Required task ::
Return each line in the rows below that contains the string "leather".

Provided records ::

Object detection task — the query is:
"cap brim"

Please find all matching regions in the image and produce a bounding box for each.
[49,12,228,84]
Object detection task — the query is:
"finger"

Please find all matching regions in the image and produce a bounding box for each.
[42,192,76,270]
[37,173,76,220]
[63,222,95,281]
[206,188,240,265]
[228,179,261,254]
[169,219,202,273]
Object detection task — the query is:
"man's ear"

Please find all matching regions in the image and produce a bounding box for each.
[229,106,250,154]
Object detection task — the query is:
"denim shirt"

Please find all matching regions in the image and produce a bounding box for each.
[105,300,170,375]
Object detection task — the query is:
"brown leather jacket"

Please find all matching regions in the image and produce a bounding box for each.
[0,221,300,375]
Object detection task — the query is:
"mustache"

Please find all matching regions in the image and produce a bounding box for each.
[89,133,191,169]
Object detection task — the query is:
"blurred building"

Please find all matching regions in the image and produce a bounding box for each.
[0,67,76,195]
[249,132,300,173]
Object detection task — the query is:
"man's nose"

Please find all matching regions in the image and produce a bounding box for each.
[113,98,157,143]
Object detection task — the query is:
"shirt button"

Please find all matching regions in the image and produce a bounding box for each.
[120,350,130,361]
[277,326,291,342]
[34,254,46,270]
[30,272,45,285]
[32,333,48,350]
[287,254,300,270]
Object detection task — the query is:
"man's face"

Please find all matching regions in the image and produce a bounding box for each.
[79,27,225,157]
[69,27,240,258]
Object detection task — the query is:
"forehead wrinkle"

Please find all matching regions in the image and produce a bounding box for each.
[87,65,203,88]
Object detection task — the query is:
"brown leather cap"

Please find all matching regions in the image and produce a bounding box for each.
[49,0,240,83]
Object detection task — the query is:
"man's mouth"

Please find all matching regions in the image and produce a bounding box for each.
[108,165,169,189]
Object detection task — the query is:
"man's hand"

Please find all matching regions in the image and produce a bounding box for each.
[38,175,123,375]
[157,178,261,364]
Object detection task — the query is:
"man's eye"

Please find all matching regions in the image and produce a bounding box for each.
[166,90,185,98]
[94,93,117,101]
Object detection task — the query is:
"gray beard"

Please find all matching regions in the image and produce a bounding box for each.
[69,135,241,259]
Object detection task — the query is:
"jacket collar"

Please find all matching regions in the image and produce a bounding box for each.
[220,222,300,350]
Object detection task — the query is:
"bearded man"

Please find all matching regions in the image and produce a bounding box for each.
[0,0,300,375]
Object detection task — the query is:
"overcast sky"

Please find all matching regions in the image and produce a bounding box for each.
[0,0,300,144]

==

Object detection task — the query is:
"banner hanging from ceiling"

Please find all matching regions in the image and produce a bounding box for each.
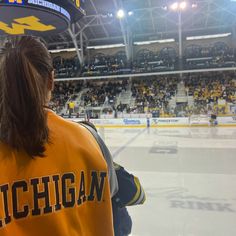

Response ::
"brown leather jacket"
"brown leather cap"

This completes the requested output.